◆ **Set problem**: Copy out the records below, swapping every "drop a point" for "mark a point" and leaving the rest untouched.

◆ **Supplied data**:

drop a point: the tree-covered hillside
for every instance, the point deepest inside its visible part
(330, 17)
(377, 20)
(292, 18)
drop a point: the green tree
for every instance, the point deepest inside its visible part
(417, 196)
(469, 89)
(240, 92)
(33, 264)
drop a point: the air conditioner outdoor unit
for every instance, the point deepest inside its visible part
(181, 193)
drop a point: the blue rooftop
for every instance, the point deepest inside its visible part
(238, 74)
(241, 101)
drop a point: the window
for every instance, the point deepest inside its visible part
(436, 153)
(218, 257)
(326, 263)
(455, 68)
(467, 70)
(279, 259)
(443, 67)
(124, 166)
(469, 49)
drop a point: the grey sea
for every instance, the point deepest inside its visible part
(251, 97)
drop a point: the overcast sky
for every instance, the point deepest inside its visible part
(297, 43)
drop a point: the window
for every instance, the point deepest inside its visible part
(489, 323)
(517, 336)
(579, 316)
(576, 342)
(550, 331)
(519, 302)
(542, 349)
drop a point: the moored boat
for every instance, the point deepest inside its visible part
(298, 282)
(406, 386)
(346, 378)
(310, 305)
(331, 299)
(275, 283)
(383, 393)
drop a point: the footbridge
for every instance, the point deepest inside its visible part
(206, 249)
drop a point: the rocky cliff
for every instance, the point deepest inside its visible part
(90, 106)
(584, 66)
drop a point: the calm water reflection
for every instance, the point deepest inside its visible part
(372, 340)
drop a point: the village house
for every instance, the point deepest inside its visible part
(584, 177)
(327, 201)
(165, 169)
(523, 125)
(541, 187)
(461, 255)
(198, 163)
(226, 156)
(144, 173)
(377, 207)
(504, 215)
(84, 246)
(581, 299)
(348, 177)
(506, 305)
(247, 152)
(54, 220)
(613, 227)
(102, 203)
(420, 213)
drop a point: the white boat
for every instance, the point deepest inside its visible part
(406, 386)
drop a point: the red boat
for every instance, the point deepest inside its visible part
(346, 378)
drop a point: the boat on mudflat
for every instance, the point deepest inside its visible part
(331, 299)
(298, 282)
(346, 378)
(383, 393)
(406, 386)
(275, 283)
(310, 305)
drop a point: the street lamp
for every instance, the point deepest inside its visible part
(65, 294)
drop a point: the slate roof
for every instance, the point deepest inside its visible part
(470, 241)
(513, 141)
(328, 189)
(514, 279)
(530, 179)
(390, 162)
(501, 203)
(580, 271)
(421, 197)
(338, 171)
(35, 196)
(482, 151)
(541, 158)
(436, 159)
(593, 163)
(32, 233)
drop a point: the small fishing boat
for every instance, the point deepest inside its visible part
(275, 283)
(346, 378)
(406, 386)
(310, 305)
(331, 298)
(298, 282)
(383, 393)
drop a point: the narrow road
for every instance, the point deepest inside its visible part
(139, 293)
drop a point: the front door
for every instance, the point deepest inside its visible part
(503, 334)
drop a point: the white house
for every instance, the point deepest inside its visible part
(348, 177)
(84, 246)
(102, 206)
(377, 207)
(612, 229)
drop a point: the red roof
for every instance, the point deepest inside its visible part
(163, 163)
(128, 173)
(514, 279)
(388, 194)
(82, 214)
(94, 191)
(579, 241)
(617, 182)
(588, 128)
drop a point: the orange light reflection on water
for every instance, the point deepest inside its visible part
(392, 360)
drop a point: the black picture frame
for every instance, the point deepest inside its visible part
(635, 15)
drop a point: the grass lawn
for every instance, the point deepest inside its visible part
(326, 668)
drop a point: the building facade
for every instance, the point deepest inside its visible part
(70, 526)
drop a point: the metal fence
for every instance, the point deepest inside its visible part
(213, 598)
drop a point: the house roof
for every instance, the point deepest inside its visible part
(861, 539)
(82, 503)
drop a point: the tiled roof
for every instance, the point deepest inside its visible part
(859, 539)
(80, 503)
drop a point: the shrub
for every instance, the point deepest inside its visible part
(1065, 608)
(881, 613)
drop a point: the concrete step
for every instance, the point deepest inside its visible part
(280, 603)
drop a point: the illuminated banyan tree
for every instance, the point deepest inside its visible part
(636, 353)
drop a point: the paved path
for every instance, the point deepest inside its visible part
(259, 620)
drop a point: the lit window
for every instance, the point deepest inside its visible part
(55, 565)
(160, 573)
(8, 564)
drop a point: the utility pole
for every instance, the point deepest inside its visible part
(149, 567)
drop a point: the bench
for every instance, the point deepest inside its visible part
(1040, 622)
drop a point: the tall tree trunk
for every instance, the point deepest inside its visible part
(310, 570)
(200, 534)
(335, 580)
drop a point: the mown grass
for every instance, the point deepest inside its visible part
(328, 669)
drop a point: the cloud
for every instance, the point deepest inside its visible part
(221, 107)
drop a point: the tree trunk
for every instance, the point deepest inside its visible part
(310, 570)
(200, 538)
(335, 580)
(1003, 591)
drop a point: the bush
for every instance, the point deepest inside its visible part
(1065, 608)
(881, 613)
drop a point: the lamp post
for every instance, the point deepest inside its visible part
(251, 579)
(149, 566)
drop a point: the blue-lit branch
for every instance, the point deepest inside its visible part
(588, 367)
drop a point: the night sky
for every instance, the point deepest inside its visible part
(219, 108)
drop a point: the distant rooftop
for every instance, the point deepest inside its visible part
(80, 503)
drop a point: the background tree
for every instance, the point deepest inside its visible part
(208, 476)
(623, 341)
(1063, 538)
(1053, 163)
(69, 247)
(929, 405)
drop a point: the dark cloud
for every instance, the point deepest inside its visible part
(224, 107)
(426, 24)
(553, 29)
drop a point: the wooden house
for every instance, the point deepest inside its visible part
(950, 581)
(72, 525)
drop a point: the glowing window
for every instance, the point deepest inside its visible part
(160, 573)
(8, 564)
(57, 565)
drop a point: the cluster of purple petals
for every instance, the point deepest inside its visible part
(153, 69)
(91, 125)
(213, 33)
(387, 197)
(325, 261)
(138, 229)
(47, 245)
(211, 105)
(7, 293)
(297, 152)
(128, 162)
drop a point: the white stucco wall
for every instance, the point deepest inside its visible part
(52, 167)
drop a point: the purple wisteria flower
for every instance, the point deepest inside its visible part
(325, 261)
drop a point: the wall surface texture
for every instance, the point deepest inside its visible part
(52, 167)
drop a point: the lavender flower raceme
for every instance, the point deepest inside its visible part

◆ **Result**:
mark a point: the tree-covered hillside
for every instance, the point deepest inside its visible part
(330, 17)
(377, 20)
(292, 18)
mark a point: the green tree
for every instance, the point deepest inside its visible part
(417, 196)
(469, 89)
(240, 92)
(33, 264)
mark a point: the air conditioner outdoor unit
for every instance, the point deepest inside its visible part
(181, 193)
mark a point: the blue rooftop
for every instance, the point deepest inside its visible part
(238, 74)
(241, 101)
mark a point: the window
for every instance, the point deepest inside its visible part
(436, 153)
(218, 257)
(326, 263)
(455, 68)
(467, 70)
(279, 259)
(443, 67)
(124, 166)
(469, 49)
mark a point: the grey sea
for every instance, the point deepest inside its visible part
(251, 97)
mark a point: the overcast sky
for every instance, the point deepest inside its visible part
(297, 43)
mark a point: the window
for every instance, the point deepest inside its visible part
(489, 323)
(517, 336)
(579, 316)
(576, 342)
(550, 331)
(519, 302)
(542, 349)
mark a point: the moored boat
for every instance, the point deepest inside its visible part
(298, 282)
(406, 386)
(346, 378)
(310, 305)
(331, 299)
(275, 283)
(383, 393)
mark a point: the footbridge
for every instance, the point deepest inside its visible part
(206, 249)
mark a point: the rocky cliff
for every instance, the point deepest inside its visible part
(90, 106)
(584, 66)
mark a point: the calm water reflection
for every instance, the point deepest inside its visible part
(372, 340)
mark a point: the village house
for every instance, the point deepest inside its visible part
(584, 177)
(327, 201)
(165, 169)
(523, 125)
(541, 187)
(461, 255)
(198, 163)
(226, 156)
(144, 173)
(377, 207)
(504, 215)
(84, 246)
(581, 299)
(348, 177)
(506, 305)
(247, 152)
(54, 220)
(613, 227)
(102, 203)
(420, 213)
mark a point: the white boat
for every instance, the point deepest inside its visible part
(406, 386)
mark a point: the red boat
for every instance, the point deepest inside its visible part
(346, 378)
mark a point: the boat on mudflat
for every instance, the point deepest inside its visible part
(331, 299)
(298, 282)
(346, 378)
(383, 393)
(406, 386)
(275, 283)
(310, 305)
mark a point: the street lamp
for every instance, the point deepest inside its visible part
(65, 294)
mark a point: the slate roof
for every instance, the point deepest inside its visible part
(470, 241)
(513, 141)
(328, 189)
(514, 279)
(530, 179)
(390, 162)
(501, 203)
(580, 271)
(421, 197)
(338, 171)
(35, 196)
(482, 151)
(541, 158)
(436, 159)
(593, 163)
(32, 233)
mark a point: the small fishing boat
for every instance, the point deepest inside its visible part
(275, 283)
(346, 378)
(406, 386)
(310, 305)
(331, 298)
(298, 282)
(383, 393)
mark a point: the narrow road
for every instance, the point deepest inside its visible part
(139, 293)
mark a point: the front door
for every instance, the point deepest inside its visible part
(503, 334)
mark a point: the white house
for every instance, the point deepest inside its visible part
(348, 177)
(84, 246)
(102, 206)
(377, 207)
(612, 229)
mark a point: the red roof
for every instance, the point deepest inside its visible part
(163, 163)
(128, 173)
(514, 279)
(388, 194)
(82, 214)
(94, 191)
(579, 241)
(617, 182)
(588, 128)
mark a point: the orange light reflection on water
for every instance, the point deepest inside its visible part
(392, 360)
mark a point: the black picture frame
for every instance, the point deepest inside its visible part
(635, 15)
mark a point: the grass lawn
for every instance, the point deepest inside its visible part
(326, 668)
mark a point: the building facade
for every instance, the point deepest inside its visible part
(70, 526)
mark a point: the metal fence
for every instance, the point deepest inside its visible part
(213, 598)
mark a point: the house roof
for every instance, the point deepest inside its visible part
(861, 539)
(82, 503)
mark a point: the tiled roof
for every instance, the point deepest inside its visible part
(859, 539)
(80, 503)
mark a point: the shrub
for every instance, the point deepest inside its visible part
(1065, 608)
(881, 613)
mark a point: the concrete step
for every instance, the point deepest inside its visible part
(280, 603)
mark a point: the illuminated banyan tree
for every instance, the point deepest inside its visible part
(636, 353)
mark a point: the paved path
for every instance, the point deepest inside its visible part
(259, 620)
mark a point: the lit window
for every instance, the point deepest inside its visible part
(55, 565)
(160, 573)
(8, 564)
mark a point: the utility pole
for every instance, the point deepest inside its visible part
(149, 567)
mark a point: the bench
for every instance, the point deepest inside its visible part
(1040, 622)
mark a point: the tall tree trunk
for every instance, the point deepest inside its visible part
(310, 570)
(200, 534)
(335, 580)
mark a point: the mown grass
for every instance, the point deepest inside its visible part
(328, 669)
mark a point: the cloud
for every instance, the point deepest inside its visible part
(221, 107)
mark a point: the tree trunk
for every instance, the point deepest inside its visible part
(310, 570)
(200, 538)
(335, 580)
(1003, 591)
mark a point: the bush
for every instance, the point deepest inside its visible part
(1065, 608)
(881, 613)
mark a point: the lamp post
for every instance, the point deepest inside its visible part
(251, 579)
(149, 566)
mark a point: the blue-lit branch
for every instance, the point deepest inside its visible part
(588, 367)
mark a point: the night sky
for every instance, the point deepest inside its visible part
(219, 108)
mark a point: the distant rooftop
for every instance, the point deepest inside its visible part
(80, 503)
mark a point: the background tree
for every instance, the point deepest inside its visible part
(208, 476)
(623, 341)
(1063, 538)
(1053, 163)
(69, 247)
(929, 405)
mark a point: the dark cloud
for every instance, the point deepest inside its visible part
(224, 107)
(426, 24)
(553, 29)
mark a point: the wooden house
for every instance, the point deepest inside its visible part
(950, 581)
(72, 525)
mark a point: the glowing window
for every instance, the point deepest inside its visible part
(160, 573)
(8, 564)
(57, 565)
mark a point: the cluster of purple petals
for every instance, the point deepest inside its visible part
(153, 69)
(91, 125)
(213, 33)
(387, 197)
(325, 261)
(138, 229)
(47, 245)
(211, 105)
(7, 293)
(297, 152)
(128, 162)
mark a point: the white stucco wall
for every instance, the point deepest inside its visible part
(52, 167)
mark a point: the purple wisteria flower
for every instance, the point deepest inside its visible part
(325, 261)
mark a point: the wall surface texture
for every instance, the point deepest inside its visible part
(52, 167)
mark a point: the lavender flower raceme
for every instance, the point deepest inside its visible part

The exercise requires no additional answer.